> WORK TO COMPLETE
In the lines below, look for "green". Copy each line where it appears.

> DATA RECORDS
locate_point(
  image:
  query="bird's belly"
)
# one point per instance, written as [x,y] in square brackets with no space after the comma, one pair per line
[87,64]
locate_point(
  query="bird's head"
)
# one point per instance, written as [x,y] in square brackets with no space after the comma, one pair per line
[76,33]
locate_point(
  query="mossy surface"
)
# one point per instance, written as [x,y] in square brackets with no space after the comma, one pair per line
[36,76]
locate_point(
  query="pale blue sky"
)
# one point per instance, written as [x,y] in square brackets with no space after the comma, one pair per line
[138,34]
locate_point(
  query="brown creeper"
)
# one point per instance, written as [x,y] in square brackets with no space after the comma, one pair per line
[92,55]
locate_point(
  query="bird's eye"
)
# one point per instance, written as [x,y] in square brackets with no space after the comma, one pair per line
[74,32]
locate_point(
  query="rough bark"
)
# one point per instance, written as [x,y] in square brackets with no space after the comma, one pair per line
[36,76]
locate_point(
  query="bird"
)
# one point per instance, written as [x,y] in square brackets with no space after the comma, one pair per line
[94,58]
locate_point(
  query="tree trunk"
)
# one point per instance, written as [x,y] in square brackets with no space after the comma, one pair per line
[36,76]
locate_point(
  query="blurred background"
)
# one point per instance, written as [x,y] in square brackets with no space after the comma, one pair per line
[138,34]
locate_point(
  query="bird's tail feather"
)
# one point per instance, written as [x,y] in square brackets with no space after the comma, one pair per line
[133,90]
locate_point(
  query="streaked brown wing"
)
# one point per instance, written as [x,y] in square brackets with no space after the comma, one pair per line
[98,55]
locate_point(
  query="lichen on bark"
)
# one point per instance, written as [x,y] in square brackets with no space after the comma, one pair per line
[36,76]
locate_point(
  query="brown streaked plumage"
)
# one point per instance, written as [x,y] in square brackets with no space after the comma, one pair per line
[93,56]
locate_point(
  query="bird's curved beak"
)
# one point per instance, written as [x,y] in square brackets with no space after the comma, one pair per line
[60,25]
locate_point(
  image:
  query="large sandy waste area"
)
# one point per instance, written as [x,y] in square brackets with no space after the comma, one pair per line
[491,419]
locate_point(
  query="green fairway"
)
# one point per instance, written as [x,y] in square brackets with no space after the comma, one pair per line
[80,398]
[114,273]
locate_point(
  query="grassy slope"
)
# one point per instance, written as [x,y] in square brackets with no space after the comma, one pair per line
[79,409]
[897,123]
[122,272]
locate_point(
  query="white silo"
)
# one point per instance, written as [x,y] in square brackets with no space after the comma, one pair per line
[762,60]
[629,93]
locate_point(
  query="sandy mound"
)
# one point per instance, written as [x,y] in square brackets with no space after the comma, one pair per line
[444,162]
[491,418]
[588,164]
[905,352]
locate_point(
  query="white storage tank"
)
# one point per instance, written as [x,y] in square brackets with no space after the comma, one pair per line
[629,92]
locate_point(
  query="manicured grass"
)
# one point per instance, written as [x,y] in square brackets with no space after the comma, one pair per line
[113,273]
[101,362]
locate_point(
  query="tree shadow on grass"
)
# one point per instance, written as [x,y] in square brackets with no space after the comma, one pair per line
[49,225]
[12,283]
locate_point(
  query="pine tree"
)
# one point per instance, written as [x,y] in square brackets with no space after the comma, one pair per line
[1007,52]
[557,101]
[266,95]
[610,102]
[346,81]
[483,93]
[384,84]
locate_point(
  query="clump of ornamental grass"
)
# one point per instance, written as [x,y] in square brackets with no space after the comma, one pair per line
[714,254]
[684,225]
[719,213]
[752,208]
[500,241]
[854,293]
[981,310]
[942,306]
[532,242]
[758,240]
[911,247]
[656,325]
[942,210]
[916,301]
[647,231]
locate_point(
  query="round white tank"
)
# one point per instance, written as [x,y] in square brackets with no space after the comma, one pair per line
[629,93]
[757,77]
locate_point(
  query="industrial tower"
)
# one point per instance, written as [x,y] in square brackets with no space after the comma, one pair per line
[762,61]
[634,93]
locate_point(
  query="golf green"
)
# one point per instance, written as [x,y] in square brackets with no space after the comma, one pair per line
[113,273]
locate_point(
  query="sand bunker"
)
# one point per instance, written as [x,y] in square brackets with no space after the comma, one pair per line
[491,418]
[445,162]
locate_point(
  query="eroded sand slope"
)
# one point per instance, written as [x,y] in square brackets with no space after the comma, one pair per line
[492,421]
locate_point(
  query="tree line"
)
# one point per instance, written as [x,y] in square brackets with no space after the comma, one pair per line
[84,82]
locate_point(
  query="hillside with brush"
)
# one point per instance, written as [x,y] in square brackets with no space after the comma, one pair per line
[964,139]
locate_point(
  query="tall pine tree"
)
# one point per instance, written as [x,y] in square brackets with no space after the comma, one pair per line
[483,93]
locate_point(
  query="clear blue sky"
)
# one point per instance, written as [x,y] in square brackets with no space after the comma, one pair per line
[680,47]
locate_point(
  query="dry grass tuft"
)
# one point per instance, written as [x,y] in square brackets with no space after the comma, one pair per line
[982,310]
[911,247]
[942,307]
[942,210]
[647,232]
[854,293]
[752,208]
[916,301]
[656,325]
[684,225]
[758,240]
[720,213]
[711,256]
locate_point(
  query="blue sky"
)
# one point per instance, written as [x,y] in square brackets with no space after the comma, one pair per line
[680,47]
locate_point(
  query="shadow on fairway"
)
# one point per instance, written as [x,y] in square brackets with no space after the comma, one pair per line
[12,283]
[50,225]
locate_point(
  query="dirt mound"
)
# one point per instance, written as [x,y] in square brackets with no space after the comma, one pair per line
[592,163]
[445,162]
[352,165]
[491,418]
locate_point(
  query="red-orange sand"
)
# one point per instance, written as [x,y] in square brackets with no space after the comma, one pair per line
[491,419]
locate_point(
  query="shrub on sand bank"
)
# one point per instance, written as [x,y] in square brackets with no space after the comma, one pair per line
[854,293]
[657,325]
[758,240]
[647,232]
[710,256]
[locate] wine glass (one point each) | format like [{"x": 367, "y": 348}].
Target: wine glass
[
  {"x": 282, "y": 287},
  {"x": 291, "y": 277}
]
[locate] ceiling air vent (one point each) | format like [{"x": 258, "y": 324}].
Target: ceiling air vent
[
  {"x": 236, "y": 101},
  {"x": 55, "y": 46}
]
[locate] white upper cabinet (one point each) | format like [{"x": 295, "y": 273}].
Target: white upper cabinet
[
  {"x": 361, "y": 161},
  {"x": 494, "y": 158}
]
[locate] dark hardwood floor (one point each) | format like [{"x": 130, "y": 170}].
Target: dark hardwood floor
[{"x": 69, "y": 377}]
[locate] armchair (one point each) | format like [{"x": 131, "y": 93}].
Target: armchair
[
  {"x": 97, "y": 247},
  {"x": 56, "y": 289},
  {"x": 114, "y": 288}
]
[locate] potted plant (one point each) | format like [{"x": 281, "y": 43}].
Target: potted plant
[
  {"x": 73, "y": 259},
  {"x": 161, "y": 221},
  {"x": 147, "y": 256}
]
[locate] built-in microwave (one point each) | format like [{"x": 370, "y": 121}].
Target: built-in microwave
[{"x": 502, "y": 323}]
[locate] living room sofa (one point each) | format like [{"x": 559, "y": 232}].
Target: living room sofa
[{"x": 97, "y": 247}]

> YOUR SOLUTION
  query="green fairway"
  query="golf green"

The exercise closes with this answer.